- **Brief**
Rewrite each of the rows below with every instance of "Object Localization" changed to "Box Detection", keeping everything else the same.

[Detection annotation rows]
- - -

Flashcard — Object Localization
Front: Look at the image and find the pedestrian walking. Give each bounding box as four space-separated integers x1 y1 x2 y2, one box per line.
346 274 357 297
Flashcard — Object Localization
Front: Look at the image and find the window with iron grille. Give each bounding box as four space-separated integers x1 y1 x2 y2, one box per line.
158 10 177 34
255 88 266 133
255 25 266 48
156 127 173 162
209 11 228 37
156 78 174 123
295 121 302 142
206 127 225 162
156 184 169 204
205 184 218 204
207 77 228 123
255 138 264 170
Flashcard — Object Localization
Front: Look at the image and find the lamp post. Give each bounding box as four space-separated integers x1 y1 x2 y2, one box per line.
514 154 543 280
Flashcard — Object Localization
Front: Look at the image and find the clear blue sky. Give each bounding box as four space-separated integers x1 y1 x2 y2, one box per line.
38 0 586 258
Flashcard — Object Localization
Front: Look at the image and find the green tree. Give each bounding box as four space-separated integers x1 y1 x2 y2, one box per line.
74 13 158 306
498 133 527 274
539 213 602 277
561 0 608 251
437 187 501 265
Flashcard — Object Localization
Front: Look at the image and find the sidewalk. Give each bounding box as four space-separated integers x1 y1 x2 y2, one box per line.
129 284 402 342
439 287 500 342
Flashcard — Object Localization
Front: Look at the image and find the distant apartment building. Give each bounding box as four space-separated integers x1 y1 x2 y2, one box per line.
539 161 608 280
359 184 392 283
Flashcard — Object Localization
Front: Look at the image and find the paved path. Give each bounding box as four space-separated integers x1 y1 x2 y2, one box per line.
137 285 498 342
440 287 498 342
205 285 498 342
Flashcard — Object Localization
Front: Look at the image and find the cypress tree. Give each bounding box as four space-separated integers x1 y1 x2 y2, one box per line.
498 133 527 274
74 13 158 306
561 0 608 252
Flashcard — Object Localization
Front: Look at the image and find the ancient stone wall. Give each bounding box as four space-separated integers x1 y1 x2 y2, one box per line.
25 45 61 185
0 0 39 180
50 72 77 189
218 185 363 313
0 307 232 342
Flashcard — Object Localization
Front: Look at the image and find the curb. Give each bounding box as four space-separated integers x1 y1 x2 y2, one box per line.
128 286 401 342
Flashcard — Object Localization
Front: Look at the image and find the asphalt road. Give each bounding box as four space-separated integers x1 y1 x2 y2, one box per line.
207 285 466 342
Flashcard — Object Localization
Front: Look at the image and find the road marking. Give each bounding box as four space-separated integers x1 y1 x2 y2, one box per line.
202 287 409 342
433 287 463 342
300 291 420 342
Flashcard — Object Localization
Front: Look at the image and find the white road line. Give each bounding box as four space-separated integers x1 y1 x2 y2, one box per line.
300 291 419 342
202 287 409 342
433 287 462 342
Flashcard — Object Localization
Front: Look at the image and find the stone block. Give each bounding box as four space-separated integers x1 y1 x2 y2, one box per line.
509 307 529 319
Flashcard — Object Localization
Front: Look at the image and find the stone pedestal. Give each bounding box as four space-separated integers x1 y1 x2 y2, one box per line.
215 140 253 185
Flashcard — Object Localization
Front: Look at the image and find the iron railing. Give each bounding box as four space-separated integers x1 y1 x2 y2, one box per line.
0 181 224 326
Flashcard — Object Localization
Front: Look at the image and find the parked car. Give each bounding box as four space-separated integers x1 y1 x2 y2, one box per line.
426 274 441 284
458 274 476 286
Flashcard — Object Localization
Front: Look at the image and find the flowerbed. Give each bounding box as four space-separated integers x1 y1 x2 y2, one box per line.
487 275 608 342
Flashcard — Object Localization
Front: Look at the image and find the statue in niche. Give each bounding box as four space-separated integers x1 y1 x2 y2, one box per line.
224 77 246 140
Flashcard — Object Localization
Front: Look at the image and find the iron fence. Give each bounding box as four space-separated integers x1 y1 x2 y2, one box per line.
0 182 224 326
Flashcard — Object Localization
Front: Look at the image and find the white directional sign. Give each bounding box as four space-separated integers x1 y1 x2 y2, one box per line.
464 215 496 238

- - -

- **Completed task**
Flashcard — Box Detection
Front: Look at the image and find the pedestrian walking. Give each bounding box as four space-separated integers x1 y1 x2 y2, one box per line.
346 274 357 297
Flashcard — Box Detection
Front: Look at the image and find the window with iron grille. Give each bounding box as four space-separated integers x1 y1 x2 y2, one box per line.
158 10 177 34
255 88 266 133
255 25 266 48
156 127 173 162
209 11 228 37
156 78 174 123
295 121 302 142
206 127 225 162
156 184 169 204
205 184 218 204
207 77 228 123
255 138 264 170
Flashcard — Box Detection
Front: Look at the image and find the lamp post. Give each bounding box as four space-separated integers x1 y1 x2 y2, one box per line.
514 154 543 280
Flashcard — Box Detection
Front: Look at the image and find the clear blue sky. Give each bounding box as four space-separated integers x1 y1 x2 y2, one box per line.
38 0 586 258
Flashcard — Box Detection
Front: Look at the image and find the green tree. Give each bounding box as four space-separated integers x1 y1 x2 y2, one box per line.
74 13 158 306
498 133 527 274
539 213 602 277
561 0 608 251
437 187 501 265
Flashcard — Box Detection
Front: Look at the image and find the sidewalk. Give each bounding box as four space-separated integers x1 y1 x2 y2, one box per line.
129 284 402 342
439 287 500 342
Flashcard — Box Detection
Front: Look at the image and find the distant apartment building. Give each bounding box as four space-separated integers x1 y1 x2 y2, one box per line.
539 161 608 280
359 184 392 283
Flashcard — Box Detection
Front: Look at the image and find the paved path. Give each bounding box as four space-separated integers x1 y1 x2 y2, one box per line.
137 285 498 342
440 287 498 342
205 285 498 342
Flashcard — Box Detection
Front: Look at the image and find the cypress tree. Give each bounding box as four space-separated integers x1 y1 x2 y2, one box per line.
498 133 527 274
74 13 158 306
561 0 608 252
Flashcard — Box Detection
Front: Look at the image and find the ancient stone wall. Give each bounding box as four space-separated integers x1 y1 x2 y2, one box per line.
25 45 61 185
0 0 39 180
50 72 77 189
218 185 363 313
0 307 232 342
Flashcard — Box Detection
Front: Look at the image and find the curb. Give each bounding box as four space-separated integers x1 y1 x2 y2, one box per line.
128 286 401 342
Flashcard — Box Detection
Front: Look at the image and find the asphalt road. Give each bounding box as four space-separated integers x1 y1 x2 y2, one box per line.
207 285 466 342
Flashcard — Box Detection
Front: Look at the image and find the road marking. Give each bounding box as four space-separated integers x1 y1 x2 y2, one box per line.
202 287 409 342
433 287 463 342
300 291 420 342
Flashcard — Box Detection
Front: Look at the image and find the white road line. Give each bounding box as four space-separated integers x1 y1 x2 y2, one box per line.
300 291 419 342
202 287 409 342
433 287 462 342
Flashcard — Box Detection
Front: Look at the image and find the stone block. Give each bounding box as four space-separated integers x1 y1 x2 y2, one box per line.
509 307 529 319
Flashcard — Box Detection
Front: Look at the image and find the stone pedestal. Give each bounding box as four space-separated integers x1 y1 x2 y2, one box per line.
215 140 253 185
Flashcard — Box Detection
Front: Look at the image and find the iron railing. Give each bounding box as four space-separated integers x1 y1 x2 y2, one box per line.
0 181 224 326
Flashcard — Box Detection
Front: Look at the image and find the parked car. Give each bounding box as four space-separated integers x1 y1 x2 y2, one box per line.
426 274 441 284
458 274 476 286
Flashcard — Box Detection
Front: Look at the image and find the flowerbed. Give each bounding box as four space-separated integers x1 y1 x2 y2, one box per line.
487 275 608 342
Flashcard — Box Detection
Front: Look at the image and find the statue in niche. Give each bounding box as four space-separated integers x1 y1 x2 y2, one box per line.
224 77 246 140
Flashcard — Box Detection
Front: Look at the image and find the iron fence. Give each bounding box as four space-separated integers x1 y1 x2 y2, one box per line.
0 182 224 326
Flashcard — Box Detection
Front: Look at the image and find the white directional sign. Give each bounding box as four space-separated integers x1 y1 x2 y2, one box per line.
464 215 496 238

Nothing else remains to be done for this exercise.